-- Document section start --

Since $\phi$ is concave, and thus $\phi^{-1}$ is convex, we note that:

\[\begin{aligned} \phi (-\phi^{-1} (\lambda x + (1-\lambda) y)) & \geq \phi ( -\lambda \phi^{-1}(x) - (1-\lambda)\phi^{-1}(y)) \\ \geq & \lambda \phi(-\phi^{-1}(x)) + (1-\lambda) \phi(-\phi^{-1}(y)) \end{aligned}\]

Therefore, $\phi(-\phi^{-1} (\gamma))$ is concave and the concavity of $g(\gamma)$ and $\psi (\gamma)$.

\[\tag*{$\blacksquare$}\]


Adversarial IRL (AIRL)

In practical imitation learning benchmarks, GAN-GCL often exhibits poor performance since preforming discrimination over entire trajectories $\tau$ can complicate training and result in high variance.

-- Document section end --
-- Data excerpt start --

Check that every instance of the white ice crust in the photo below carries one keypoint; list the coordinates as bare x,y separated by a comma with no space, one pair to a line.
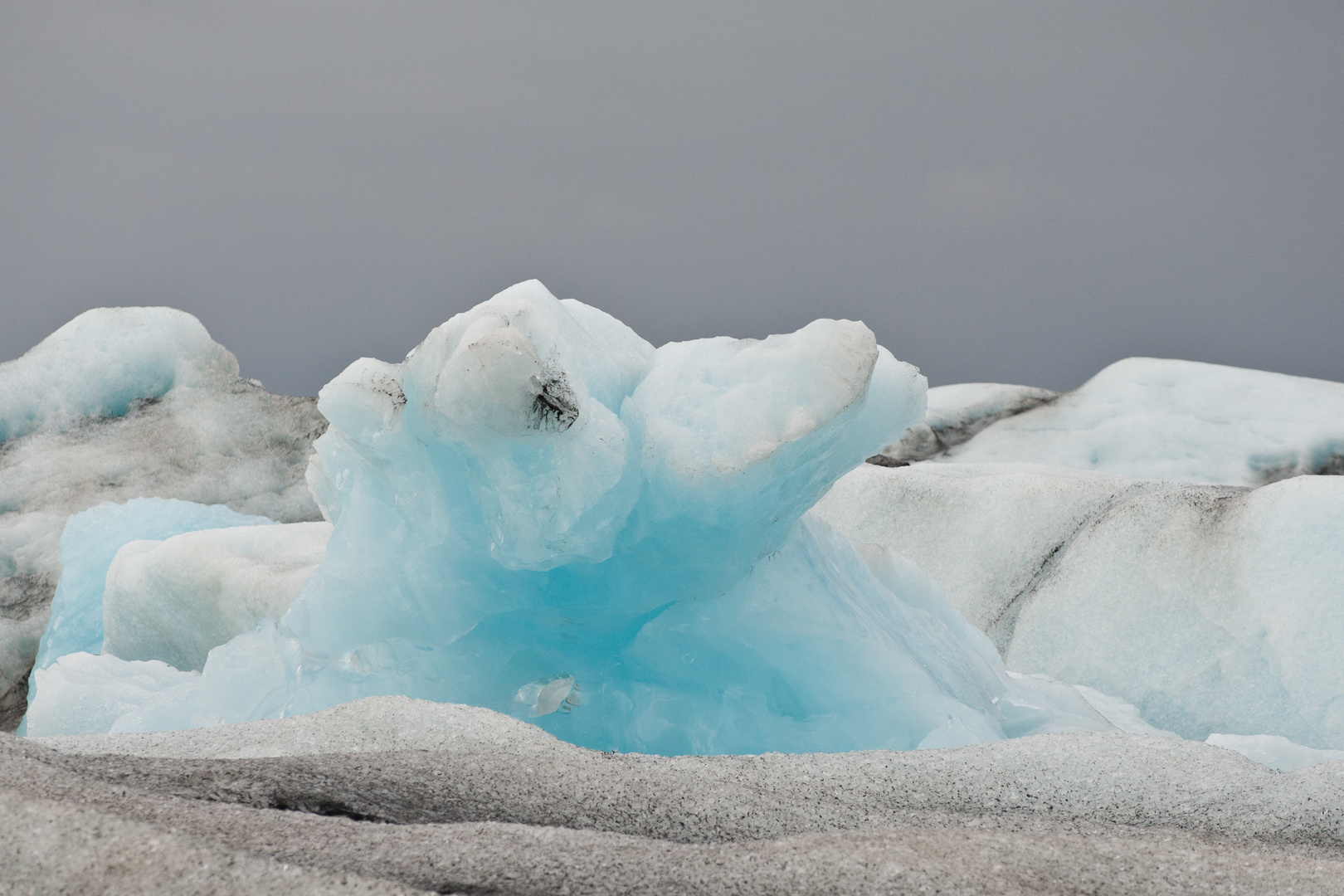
541,514
1166,419
179,598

-- Data excerpt end --

Goal of the exercise: Reproduce the stretch of the adversarial IRL excerpt above from "Since $\phi$ is" through "and $\psi (\gamma)$.".

Exercise response:
Since $\phi$ is concave, and thus $\phi^{-1}$ is convex, we note that:

\[\begin{aligned} \phi (-\phi^{-1} (\lambda x + (1-\lambda) y)) & \geq \phi ( -\lambda \phi^{-1}(x) - (1-\lambda)\phi^{-1}(y)) \\ \geq & \lambda \phi(-\phi^{-1}(x)) + (1-\lambda) \phi(-\phi^{-1}(y)) \end{aligned}\]

Therefore, $\phi(-\phi^{-1} (\gamma))$ is concave and the concavity of $g(\gamma)$ and $\psi (\gamma)$.